Avis sur « Le soldat désaccordé » de Gilles Marchand (3/6)

Avis sur « Le soldat désaccordé » de Gilles Marchand (3/6)

 

                                               Avis sur "Le soldat désaccordé" de Gilles Marchand (3/6)

 

Avis sur Le soldat désaccordé de Gilles Marchand (3/6)

Voyage au bout d'un mystère © Aux forges de Vulcain

 

HUMANVIBES VOUS RECOMMANDE – La Grande Guerre comme vous ne l'avez jamais lue ! Mon avis "novélisé" en six chapitres sur le nouveau roman de Gilles Marchand – "Le soldat désaccordé" – aux éditions Aux Forges de Vulcain.

 

                                                                                                        SOLDAT LAPLUME (3/6)

                                                                                                                 Avis sur Le soldat désaccordé de Gilles Marchand (3/6)

 

Agnès s'éclaircit la voix.

– Lucien, mon arrière grand-père a connu Jeanne, mon arrière grand-mère, en 1913. Ils sont tombés fous amoureux l'un de l'autre, et puis la guerre de 14 a brisé bien des couples dans le monde entier. Jeanne avait vingt ans à l'époque et travaillait dans l'hôtel de ses parents à Paris. Lui en avait vingt-trois. L'Hôtel Triomphe se situait à l'angle de la rue de la Lune et du 38 rue Poissonnière dans le 2e arrondissement.
--------------------------------
- **Explorer le document**:
#1 D'après l'extrait, dans quel arrondissement de Paris se situait l'Hôtel Triomphe ?
#2 Transcrivez fidèlement le passage de l'extrait qui va de « HUMANVIBES VOUS RECOMMANDE » jusqu'à « SOLDAT LAPLUME (3/6) ».

- **Jeu de données**:
--------------------------------
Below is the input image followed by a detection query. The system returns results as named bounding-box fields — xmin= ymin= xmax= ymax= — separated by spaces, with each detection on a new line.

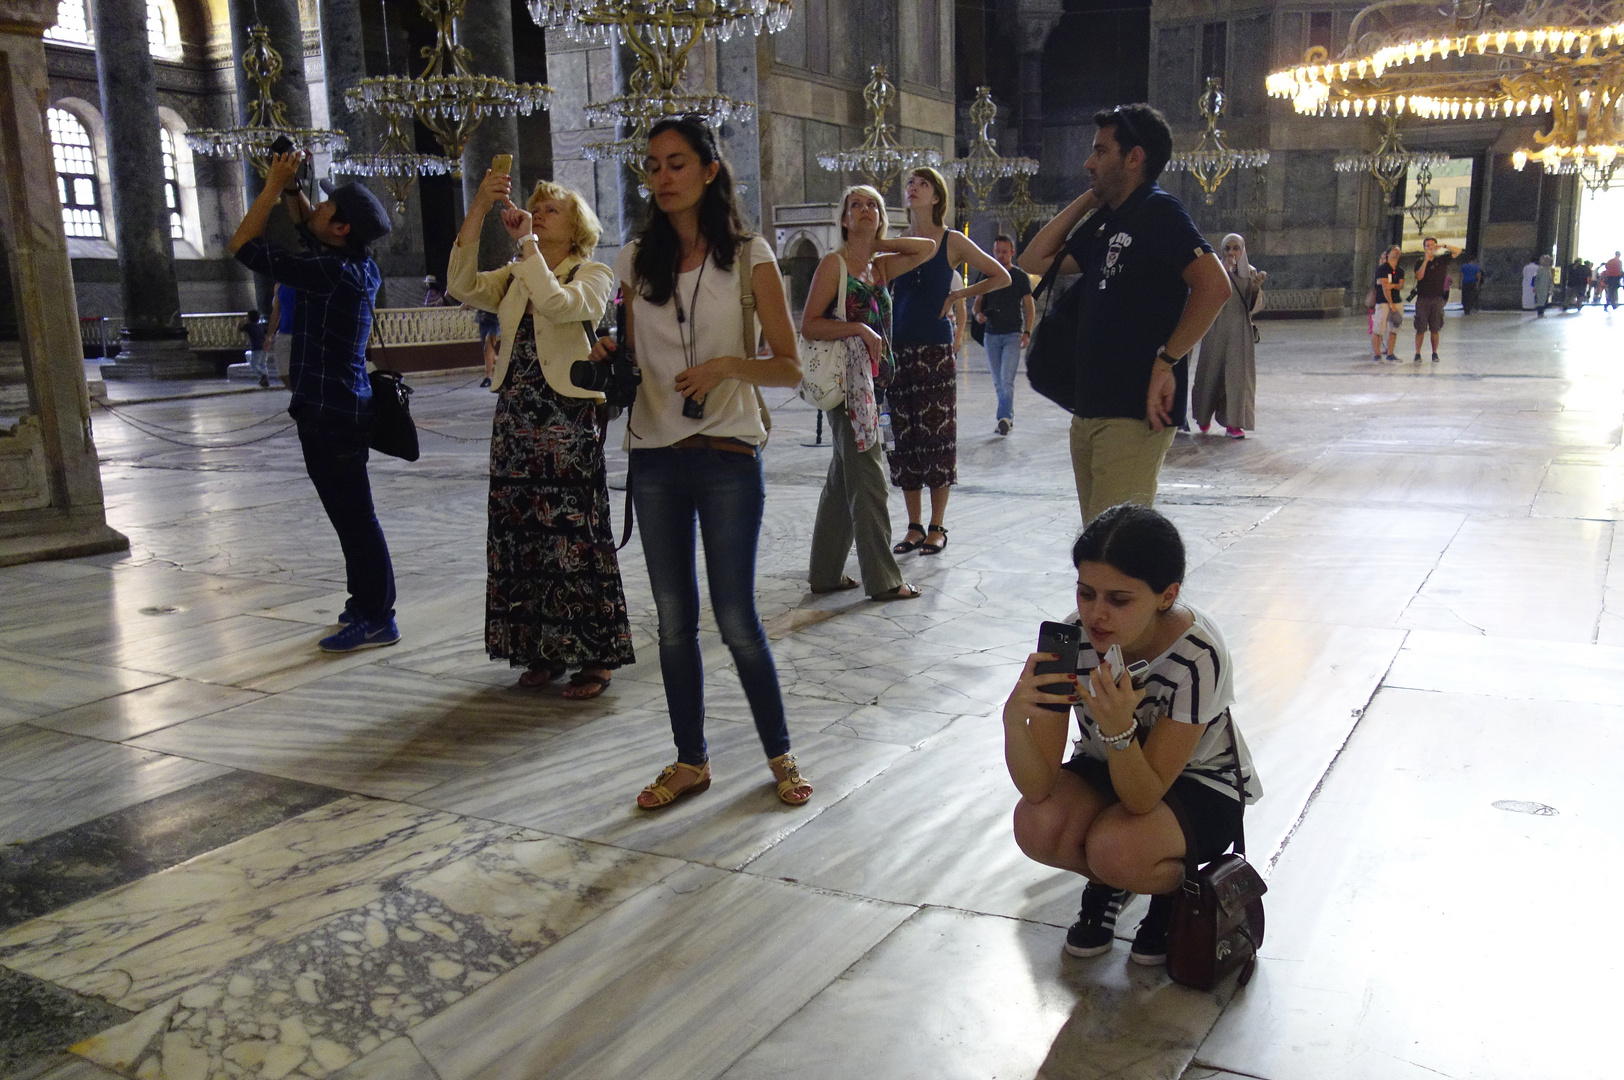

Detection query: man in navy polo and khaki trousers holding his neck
xmin=1020 ymin=104 xmax=1229 ymax=525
--------------------------------
- **Solutions ci-dessous**:
#1 Dans le 2e arrondissement.

#2
HUMANVIBES VOUS RECOMMANDE – La Grande Guerre comme vous ne l'avez jamais lue ! Mon avis "novélisé" en six chapitres sur le nouveau roman de Gilles Marchand – "Le soldat désaccordé" – aux éditions Aux Forges de Vulcain.

 

                                                                                                        SOLDAT LAPLUME (3/6)